Written tasks
A: In the Pro Tour Charleston article, what match record did the team finish the tournament with?
B: Carry on the Pro Tour Charleston article from the end of its last sentence.

Text shown
■ ■ ■ ■ ■ ■ ■

On Friday, Mike shared his opinion on the mistakes made during his testing for Pro Tour Charleston. However, it wasn’t all bad news at the PT… his team, Two Headed Giant, finished strongly in 26h place. While some things went wrong in testing, some things definitely went right. Today he reveals the strengths of their testing, the secrets behind their fine finish, and analysis of the deck that gave him his personal best Constructed performance to date.

Again, the framework for our deck lists for the inaugural Team Constructed Pro Tour was based on Patrick Chapin “greedy” deck. Many teams had a deck chock full of good cards that weren’t being played by other decks… Our team started off with a deck that was all insanely good cards – Loxodon Hierarch, Simic Sky Swallower, Putrefy, Angel of Despair, and so on – and the other two decks got whatever was left over.


At the end of the tournament, we finished 9-5, which for many players with that record meant a share in the prize money, but for us was a crushing 26th place out of 25 money winners (i.e. last place).

Last time, I went over some of the stuff we missed; this time I am going to focus on the one deck of the three that we did really solidly. It is not to say that I think that Paul’s deck or Steve’s were not good – our configuration had the vast majority of teams covered, and had a couple of small things gone differently, I think we would have done even better – it’s just that where there were certain decisions that we could have made better in the B and C seats (for example, playing G/W Glare in place of Paul’s deck, changing up to eight sideboard cards in Steve’s, or positioning our players a little differently to yield more favorable matchups), the A deck was essentially flawless.


The skeleton of this deck (no pun intended) was developed by Antonino De Rosa and company. It was originally Ant’s Aethermage’s Touch deck… but in testing we found the mana in the deck to be impossibly bad. The deck didn’t just have essentially my B/W as its center, it had Green for Loxodon Hierarch and Blue for Aethermage’s Touch, with no Sensei’s Divining Top of course. The deck was powerful – you could pop up a third turn Angel of Despair, Vindicating during combat and slapping a 5/5 into an ideal block, and setting up for some future Angel action – or you could whiff. The rule Zvi set down some years ago is that for four mana you should win the game, and with Aethermage’s Touch, sometimes you had the Blue, sometimes you didn’t, but even when you could run it out there, sometimes you were getting a temporary Belfry Spiritand I’m not knocking the Belfry Spirit – but, really, that’s so much worse than Scatter the Seeds… and too often you were getting zero without any significant way to control, um, anything.

■ ■ ■ ■ ■ ■ ■

Recorded information

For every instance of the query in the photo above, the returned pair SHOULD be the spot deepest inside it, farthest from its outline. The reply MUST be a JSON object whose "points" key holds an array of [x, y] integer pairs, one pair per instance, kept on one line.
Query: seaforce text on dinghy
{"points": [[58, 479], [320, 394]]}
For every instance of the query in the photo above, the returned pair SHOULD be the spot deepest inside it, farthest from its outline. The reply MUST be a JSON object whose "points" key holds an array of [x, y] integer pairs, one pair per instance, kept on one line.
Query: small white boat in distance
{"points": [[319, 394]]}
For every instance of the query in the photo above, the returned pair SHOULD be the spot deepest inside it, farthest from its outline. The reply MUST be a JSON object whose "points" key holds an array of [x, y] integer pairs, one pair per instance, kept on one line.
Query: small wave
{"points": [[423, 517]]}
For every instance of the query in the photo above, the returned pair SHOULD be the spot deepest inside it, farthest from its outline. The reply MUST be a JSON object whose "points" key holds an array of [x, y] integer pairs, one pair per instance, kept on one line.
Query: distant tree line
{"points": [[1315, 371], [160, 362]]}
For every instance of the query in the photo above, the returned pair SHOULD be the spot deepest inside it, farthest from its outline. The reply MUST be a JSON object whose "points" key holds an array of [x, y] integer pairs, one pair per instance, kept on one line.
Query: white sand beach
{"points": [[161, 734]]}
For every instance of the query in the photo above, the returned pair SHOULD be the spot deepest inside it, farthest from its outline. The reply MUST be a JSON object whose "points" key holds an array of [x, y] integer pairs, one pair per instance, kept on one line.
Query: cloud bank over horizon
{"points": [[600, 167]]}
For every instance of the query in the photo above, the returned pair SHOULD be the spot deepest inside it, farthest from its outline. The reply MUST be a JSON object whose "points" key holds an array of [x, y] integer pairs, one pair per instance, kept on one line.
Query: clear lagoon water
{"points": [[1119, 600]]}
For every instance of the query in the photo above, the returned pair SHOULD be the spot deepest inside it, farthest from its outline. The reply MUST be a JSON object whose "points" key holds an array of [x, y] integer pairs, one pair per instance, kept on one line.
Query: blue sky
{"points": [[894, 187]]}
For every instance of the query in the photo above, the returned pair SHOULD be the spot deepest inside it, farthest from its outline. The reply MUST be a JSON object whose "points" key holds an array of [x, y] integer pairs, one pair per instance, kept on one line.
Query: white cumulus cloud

■ ■ ■ ■ ■ ■ ■

Answers for the exercise
A: 9-5

B:
Josh Ravitz and Alex Lieberman played Ant’s eventual version at the Pro Tour; you should be able to see the common ancestry of their deck and the one I ended up running pretty readily. Ant’s version cut the Touch Blue but kept Green for Loxodon Hierarch; as you know I didn’t have that liberty because of the Chapin deck. I played the fourth Mortify and fourth Last Gasp, so my version of B/W ended up being our best anti-aggro deck, better on the numbers than even Beatdown Destroyer; even with those in the deck, I still had slots to fill… Gleancrawler was my giant in place of Angel of Despair, and Steve O’Mahoney-Schwartz and I actually agreed at the Pro Tour that the big 6/6 was actually better in the deck than Angel of Despair would have been. I wasn’t actually sure what demographic of decks I was going to play most commonly, so I played a lot more two-ofs than I normally would (Patrick suggested I run all four Pontiffs in the main, but I ended up liking the configuration as I played it).

Despite being subject to fewer hours of testing than either of our other choices, the Bats deck ended up the most successful. I didn’t lose on Day 1, and even though I only went 4-3 on Day 2, only one of my losses mattered (I got carried for the only time ever in the first round of Day 2, and the third time I lost – sadly to my old friend edt – we got swept… I finished Day 2 on three in a row, though, which felt great). Going 14 rounds with only three losses will usually put you in the Top 8 of an individual Pro Tour, and the Charleston performance actually quashes my previous best Swiss 5-1/4-2 at US Nationals 1999, where I got double jumped the last round (despite winning) for a 9th place that felt much worse at the time than last week’s 26th. I know this is going to come as a little odd from me, but last weekend in Charleston was the first time – the first time in a long time, at least – that I felt like I could actually do this… The really uncanny thing was that I was winning matches with massively complicated board positions – like my token deck against Jon Sonne’s in a feature match – and unlocking a stalled board position tends to be the weakest part of my Limited game. Anyway, back to the deck…

Even though I cut the 4/4 Spike Feeder, this deck is, I must admit… you know the name; I even have a 6/6 Black and Green idiot with a hundred special abilities. I denied it all through testing, all through the Pro Tour, but really, you can only stare the truth in the face for so long before your denial erodes. This is a mid-range incremental card advantage deck, and whether or not my Duresses – or Castigates, as they are called in this block – were in the sideboard, I was playing one of those decks. Our Platinum hit was in fact The Rock.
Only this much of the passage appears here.